WHAT TO PRODUCE
Where the entries below show "Target: narrow slit window", begin there and print that line and all following lines exactly, through the last, omitting pictures.

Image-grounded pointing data
==============================
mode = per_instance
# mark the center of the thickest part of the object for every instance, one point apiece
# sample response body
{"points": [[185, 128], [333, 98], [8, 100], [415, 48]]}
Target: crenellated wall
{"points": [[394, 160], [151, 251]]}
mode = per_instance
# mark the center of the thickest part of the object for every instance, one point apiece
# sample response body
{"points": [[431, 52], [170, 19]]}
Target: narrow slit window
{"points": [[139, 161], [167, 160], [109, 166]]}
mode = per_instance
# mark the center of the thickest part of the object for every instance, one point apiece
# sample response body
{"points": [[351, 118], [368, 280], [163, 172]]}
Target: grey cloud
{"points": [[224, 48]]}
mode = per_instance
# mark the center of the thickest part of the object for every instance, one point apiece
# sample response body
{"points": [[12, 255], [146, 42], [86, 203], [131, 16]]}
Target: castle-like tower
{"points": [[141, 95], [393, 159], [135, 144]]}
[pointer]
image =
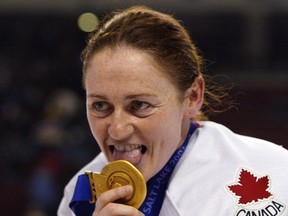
==============================
ANSWER FOR THIS EXERCISE
Target: narrow slit window
{"points": [[139, 161], [167, 160], [109, 166]]}
mode = per_instance
# mark the center of the thickest part of the object for every instance, one point apiece
# sample response body
{"points": [[351, 118], [368, 280], [163, 172]]}
Target: grey cloud
{"points": [[224, 48]]}
mode = per_instance
# mark the center of the thickest part of the object for every instance, one point apiece
# sample response body
{"points": [[12, 255], [146, 42], [86, 203], [131, 16]]}
Target: castle-like tower
{"points": [[141, 95], [393, 159], [135, 144]]}
[pointer]
image =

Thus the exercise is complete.